Algérie

Le temps du pouvoir et le pouvoir du temps en Algérie



3ème partie
Il constituait une vitrine où on pouvait tout découvrir. Dés mercredi pour certains ou jeudi pour d'autres Ras El Ma était pris d'assaut par des hommes venus de plusieurs horizons.
Les premiers étaient des commerçants originaires de Tlemcen pour préparer à l'avance les produits de première nécessité à écouler. Avec leurs collègues kabyles et israélites, ils occupaient les artères les plus commerçantes.
Les caravanes de dromadaires appelés ici improprement chameaux se succédaient dés le jeudi après-midi.
Les caravaniers avaient beaucoup de mal à fixer leurs dromadaires en des lieux déterminés.
Qu'ils fussent destinés à la vente ,chargés de sacs de céréales diverses ou de sel, les vaisseaux du désert emplissaient l'air de leur vacarme.
Chacun d'entre eux qui mesurait 3m.50 de longueur et pesait 700kilos de viande, blatérait de toutes ses forces, manifestant son caractère acariâtre et désagréable toutes les fois qu'on le sollicitait pour, un transport, un déplacement ou donner son poil durant les 40 ans de son existence et enfin au terme de celle-ci, sa viande et sa peau à l'homme, cet animal étrange et parfois bon mais qui dévore tous les autres animaux.
Les braiements des ânes, les hennissements des chevaux qui se manifestaient beaucoup moins fort par-ci par la étaient noyés dans ce vacarme assourdissant.
Mais après tout, les dromadaires comme les autres bêtes ont aussi leur langage.
Cette multitude sonore, particulière n'empêchait pas les nombreuses écuries d'être prises d'assaut par ceux qui voulaient remiser leurs montures fatiguées et ruisselantes après des trajets épuisants.
Les gargotiers du village, pris d'assaut, étaient ravis d'être sollicités a ce point.

[Données]
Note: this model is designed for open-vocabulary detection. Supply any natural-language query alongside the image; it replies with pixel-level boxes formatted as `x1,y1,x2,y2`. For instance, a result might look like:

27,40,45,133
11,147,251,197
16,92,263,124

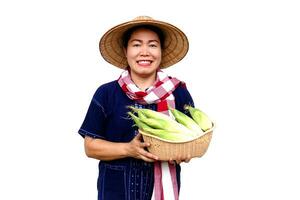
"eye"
132,43,141,47
149,44,157,48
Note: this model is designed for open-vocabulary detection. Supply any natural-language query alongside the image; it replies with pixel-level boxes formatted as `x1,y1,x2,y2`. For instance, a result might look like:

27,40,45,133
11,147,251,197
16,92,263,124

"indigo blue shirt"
78,80,194,200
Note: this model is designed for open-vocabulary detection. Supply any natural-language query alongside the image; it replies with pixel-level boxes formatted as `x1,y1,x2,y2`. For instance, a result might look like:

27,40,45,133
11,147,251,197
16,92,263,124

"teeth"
138,60,151,64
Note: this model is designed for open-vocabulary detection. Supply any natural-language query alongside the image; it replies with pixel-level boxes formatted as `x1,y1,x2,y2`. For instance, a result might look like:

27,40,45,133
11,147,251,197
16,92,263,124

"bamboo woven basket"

[Consigne]
Recopiez le passage de l'extrait sur Ras El Ma allant de « Les braiements des » jusqu'à « des trajets épuisants. » inclus. Les items n'ont aucun lien avec l'extrait.

[Résultat attendu]
Les braiements des ânes, les hennissements des chevaux qui se manifestaient beaucoup moins fort par-ci par la étaient noyés dans ce vacarme assourdissant.
Mais après tout, les dromadaires comme les autres bêtes ont aussi leur langage.
Cette multitude sonore, particulière n'empêchait pas les nombreuses écuries d'être prises d'assaut par ceux qui voulaient remiser leurs montures fatiguées et ruisselantes après des trajets épuisants.